ЧТО НУЖНО СДЕЛАТЬ:
1. Выведите дословно кусок текста о Китае, начиная с «Ценность образования в» и заканчивая «Сяопина, смена руководителя.».
2. Перескажите текст о Китае в двух предложениях.
3. Продолжите текст о Китае с того места, на котором он заканчивается.

ОТРЫВОК ТЕКСТА:
__________________________________________________

Ценность образования в Китае традиционно высока. Модель поведения «студент из бедной семьи сдает экзамены и становится министром» насчитывает две тысячи лет. В Китае платным является не только высшее, но и среднее образование, и благодаря этому школьники и студенты рассматривают учебу не как бесплатную тягомотину, от которой надо откосить, чтобы пить пиво на лавочке, а как возможность вырваться из нищеты, как социальный лифт.
По степени свободы китайский режим примерно соответствует просвещенному абсолютизму, при котором элите дозволялось обсуждать все, что угодно, но народу не позволялось бунтовать. Для народа в Китае — культ председателя Мао. Для элиты — твердое решение о том, что никогда больше нельзя допустить единоличной несменяемой власти, коллективное руководство партией и ежедекадная, согласно завещанию Дэн Сяопина, смена руководителя.

__________________________________________________

Записи данных:
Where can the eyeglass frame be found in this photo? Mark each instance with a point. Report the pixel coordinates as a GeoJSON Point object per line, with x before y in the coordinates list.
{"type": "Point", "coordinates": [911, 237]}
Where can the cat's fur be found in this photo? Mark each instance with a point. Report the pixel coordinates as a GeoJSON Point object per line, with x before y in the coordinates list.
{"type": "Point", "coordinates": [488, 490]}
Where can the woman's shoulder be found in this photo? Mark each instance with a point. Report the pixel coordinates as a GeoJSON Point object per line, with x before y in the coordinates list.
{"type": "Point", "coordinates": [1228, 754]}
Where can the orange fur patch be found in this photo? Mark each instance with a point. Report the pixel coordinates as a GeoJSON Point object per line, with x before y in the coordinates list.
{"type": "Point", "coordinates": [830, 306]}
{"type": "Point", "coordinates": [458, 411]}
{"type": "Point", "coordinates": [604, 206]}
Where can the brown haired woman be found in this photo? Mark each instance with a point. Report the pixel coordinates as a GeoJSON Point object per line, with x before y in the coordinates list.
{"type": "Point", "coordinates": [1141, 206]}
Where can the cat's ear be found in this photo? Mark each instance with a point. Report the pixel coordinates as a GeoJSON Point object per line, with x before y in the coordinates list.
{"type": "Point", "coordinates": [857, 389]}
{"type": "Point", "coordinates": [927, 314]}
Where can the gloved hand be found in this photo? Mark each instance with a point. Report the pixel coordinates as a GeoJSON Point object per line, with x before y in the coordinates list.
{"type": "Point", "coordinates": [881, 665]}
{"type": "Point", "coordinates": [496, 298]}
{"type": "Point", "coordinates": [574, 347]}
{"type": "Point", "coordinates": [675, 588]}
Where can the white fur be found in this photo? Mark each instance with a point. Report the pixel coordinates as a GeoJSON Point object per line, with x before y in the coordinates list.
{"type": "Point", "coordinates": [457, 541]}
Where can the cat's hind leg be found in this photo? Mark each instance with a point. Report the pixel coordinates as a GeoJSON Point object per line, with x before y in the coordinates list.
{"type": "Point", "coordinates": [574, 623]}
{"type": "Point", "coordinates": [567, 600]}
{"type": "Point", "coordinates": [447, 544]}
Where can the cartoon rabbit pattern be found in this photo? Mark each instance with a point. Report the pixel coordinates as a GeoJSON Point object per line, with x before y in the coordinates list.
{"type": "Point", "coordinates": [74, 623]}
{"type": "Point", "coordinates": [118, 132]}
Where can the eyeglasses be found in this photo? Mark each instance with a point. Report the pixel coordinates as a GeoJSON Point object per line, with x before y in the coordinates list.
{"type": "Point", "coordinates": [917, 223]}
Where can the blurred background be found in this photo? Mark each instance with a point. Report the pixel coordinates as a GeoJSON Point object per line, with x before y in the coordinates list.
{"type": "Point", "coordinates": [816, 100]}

__________________________________________________

ОТВЕТЫ ПО ЗАДАНИЯМ:
1.
Ценность образования в Китае традиционно высока. Модель поведения «студент из бедной семьи сдает экзамены и становится министром» насчитывает две тысячи лет. В Китае платным является не только высшее, но и среднее образование, и благодаря этому школьники и студенты рассматривают учебу не как бесплатную тягомотину, от которой надо откосить, чтобы пить пиво на лавочке, а как возможность вырваться из нищеты, как социальный лифт.
По степени свободы китайский режим примерно соответствует просвещенному абсолютизму, при котором элите дозволялось обсуждать все, что угодно, но народу не позволялось бунтовать. Для народа в Китае — культ председателя Мао. Для элиты — твердое решение о том, что никогда больше нельзя допустить единоличной несменяемой власти, коллективное руководство партией и ежедекадная, согласно завещанию Дэн Сяопина, смена руководителя.

2. В Китае образование традиционно ценится высоко, а платное среднее и высшее обучение школьники и студенты видят как возможность выбраться из нищеты. Режим в стране похож на просвещенный абсолютизм: для народа существует культ председателя Мао, а для элиты действует коллективное руководство партией и смена руководителя раз в десять лет.

3.
Политика Китая может быть охарактеризована как «заимствование всех преимущество демократии без ее недостатков». Принцип сменяемости руководителя — заимствован, но выборы происходят в крайне узком кругу.
Принцип «свободы СМИ» заимствован, но более чем своеобразно. Руководитель агентства «Синьхуа» в каждой провинции Китая фактически выполняет роль не столько главы новостного агентства, сколько главы сети внутреннего шпионажа. Очень много статей пишется журналистами «Синьхуа», но они предназначены не для печати, а для сведения Пекина. Обратная связь есть, а огласки нет.
Китайский успех очевидно базируется на одном: на отсутствии всеобщих выборов. Если бы они были, то завтра полмиллиарда нищих китайских крестьян проголосовали бы за нового председателя Мао.
Тем не менее, если вы спросите правоверного демократа про Китай, то он вам ответит только одно: там нет свободы. То незначительное обстоятельство, что если ввести в Китае свободу, то там через два года не будет ни свободы, ни процветания, правоверных демократов не волнует. А то, что современная леволиберальная мысль единственной легитимной формой выборов считает выборы всеобщие, препятствует введению в Китае выборов, например, в городах и для налогоплательщиков.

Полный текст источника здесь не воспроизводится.